WHAT IS EXPECTED »
From the rows below, pull out every line that contains the string "rear" and copy each one unchanged.

RAW DATA »
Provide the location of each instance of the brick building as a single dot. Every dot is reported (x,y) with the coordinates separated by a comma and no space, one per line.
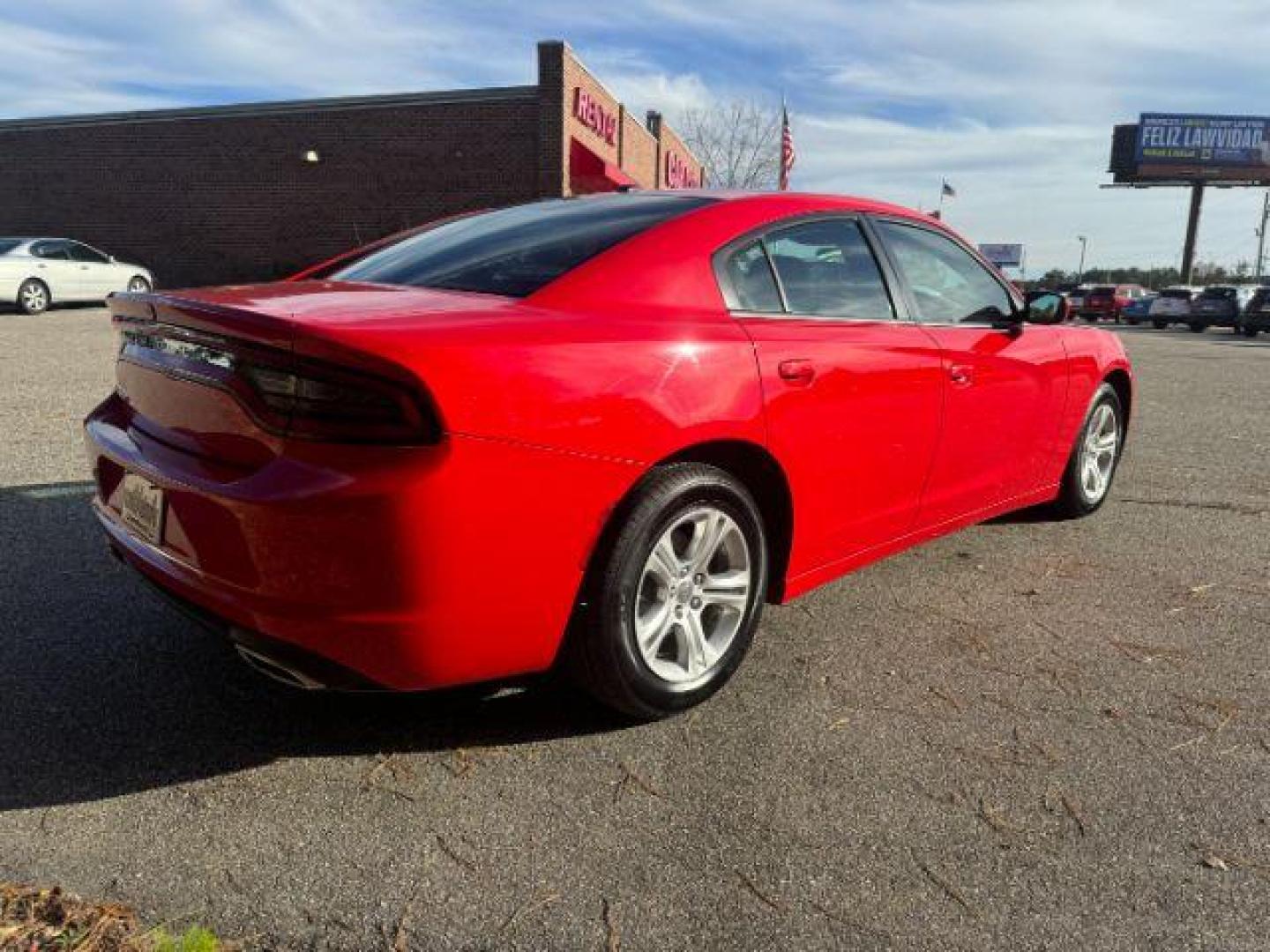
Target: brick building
(251,192)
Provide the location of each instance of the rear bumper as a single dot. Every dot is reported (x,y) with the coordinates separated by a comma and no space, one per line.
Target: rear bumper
(407,568)
(1215,320)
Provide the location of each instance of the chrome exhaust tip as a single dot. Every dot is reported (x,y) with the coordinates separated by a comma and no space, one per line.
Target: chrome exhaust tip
(274,671)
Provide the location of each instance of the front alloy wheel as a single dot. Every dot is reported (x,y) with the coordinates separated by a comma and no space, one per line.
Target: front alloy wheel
(673,597)
(1095,456)
(34,297)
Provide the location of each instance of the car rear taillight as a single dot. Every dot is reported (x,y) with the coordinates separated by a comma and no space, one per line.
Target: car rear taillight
(288,395)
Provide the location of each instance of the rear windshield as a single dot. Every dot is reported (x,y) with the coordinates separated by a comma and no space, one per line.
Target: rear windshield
(517,250)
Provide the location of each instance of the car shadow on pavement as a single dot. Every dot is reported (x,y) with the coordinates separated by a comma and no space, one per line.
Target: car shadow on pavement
(106,689)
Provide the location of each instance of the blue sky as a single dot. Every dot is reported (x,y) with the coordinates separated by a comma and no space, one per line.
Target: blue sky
(1011,100)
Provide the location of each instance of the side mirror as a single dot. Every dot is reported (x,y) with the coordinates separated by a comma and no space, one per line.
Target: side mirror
(1045,309)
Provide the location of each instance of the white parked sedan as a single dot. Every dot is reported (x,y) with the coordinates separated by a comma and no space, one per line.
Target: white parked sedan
(36,273)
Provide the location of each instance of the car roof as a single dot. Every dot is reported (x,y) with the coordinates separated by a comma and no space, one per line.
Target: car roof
(811,198)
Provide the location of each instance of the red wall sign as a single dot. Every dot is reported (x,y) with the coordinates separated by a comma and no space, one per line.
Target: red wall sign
(680,173)
(588,111)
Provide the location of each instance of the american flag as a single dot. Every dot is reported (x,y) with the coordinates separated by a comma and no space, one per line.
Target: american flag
(787,147)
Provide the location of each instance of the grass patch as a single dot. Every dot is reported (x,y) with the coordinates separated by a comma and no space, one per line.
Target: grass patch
(51,920)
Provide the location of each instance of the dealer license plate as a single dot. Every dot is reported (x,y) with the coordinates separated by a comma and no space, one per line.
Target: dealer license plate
(143,508)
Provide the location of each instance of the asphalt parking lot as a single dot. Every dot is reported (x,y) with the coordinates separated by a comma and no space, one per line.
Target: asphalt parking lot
(1029,735)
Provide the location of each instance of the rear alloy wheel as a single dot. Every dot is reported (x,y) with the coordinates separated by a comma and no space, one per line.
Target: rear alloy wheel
(1095,457)
(675,600)
(34,296)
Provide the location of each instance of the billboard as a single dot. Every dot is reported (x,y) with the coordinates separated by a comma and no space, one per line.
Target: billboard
(1204,143)
(1004,256)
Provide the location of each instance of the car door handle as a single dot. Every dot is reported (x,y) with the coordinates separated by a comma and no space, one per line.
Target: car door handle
(798,371)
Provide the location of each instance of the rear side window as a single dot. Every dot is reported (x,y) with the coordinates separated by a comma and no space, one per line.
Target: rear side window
(49,249)
(514,251)
(83,253)
(751,283)
(827,270)
(949,286)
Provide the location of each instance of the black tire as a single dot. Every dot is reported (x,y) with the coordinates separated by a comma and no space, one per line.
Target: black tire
(602,654)
(34,296)
(1073,501)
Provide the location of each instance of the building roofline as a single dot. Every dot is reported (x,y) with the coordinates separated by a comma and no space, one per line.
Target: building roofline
(276,108)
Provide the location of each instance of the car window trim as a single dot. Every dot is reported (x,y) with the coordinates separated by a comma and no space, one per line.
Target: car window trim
(1011,294)
(900,312)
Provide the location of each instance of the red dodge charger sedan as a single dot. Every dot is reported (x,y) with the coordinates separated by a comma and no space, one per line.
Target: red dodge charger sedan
(600,430)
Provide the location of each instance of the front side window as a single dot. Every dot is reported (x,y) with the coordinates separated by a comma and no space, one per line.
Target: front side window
(827,270)
(949,286)
(514,251)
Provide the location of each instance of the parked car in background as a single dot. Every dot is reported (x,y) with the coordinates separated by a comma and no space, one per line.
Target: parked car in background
(1074,294)
(1108,301)
(1172,306)
(1218,306)
(637,450)
(1139,309)
(40,271)
(1256,314)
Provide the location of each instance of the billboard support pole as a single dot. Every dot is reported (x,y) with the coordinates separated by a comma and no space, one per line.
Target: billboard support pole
(1192,231)
(1261,238)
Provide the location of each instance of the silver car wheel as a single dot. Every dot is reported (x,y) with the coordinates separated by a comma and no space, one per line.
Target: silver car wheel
(1099,452)
(692,596)
(34,297)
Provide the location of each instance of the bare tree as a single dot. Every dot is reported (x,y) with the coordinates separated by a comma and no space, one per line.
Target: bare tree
(738,143)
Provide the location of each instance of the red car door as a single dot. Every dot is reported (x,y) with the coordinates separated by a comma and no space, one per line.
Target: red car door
(852,394)
(1005,383)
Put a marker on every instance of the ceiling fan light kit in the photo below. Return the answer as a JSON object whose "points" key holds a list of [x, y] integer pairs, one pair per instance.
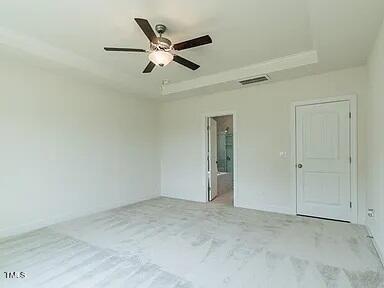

EXPECTED OUTPUT »
Provide the location of each instance of the rear bumper as a single dot. Every dot is reported (x,y) with the coordinates separated by a comma and no space, one per line.
Target: rear bumper
Provide the location of each instance of the car rear taillight as a single dot. Every dot is reported (x,y) with the coordinates separated by a comma and no space, one per line.
Target: car rear taillight
Provide the location of each instance of the rear windshield as a single dot. Every dot is reported (x,y) with the coordinates separated by a comma and no space, one per line.
Target: rear windshield
Provide the location of each instance of the rear alloy wheel as a single dot. Every dot is reported (x,y) with the coordinates separated by a comma and no space, one per line.
Target: rear alloy wheel
Provide the location of each instance of the rear side window as a single dot. Every dot is reported (x,y) with the coordinates separated by a comma and no space, one per line.
Target: rear side window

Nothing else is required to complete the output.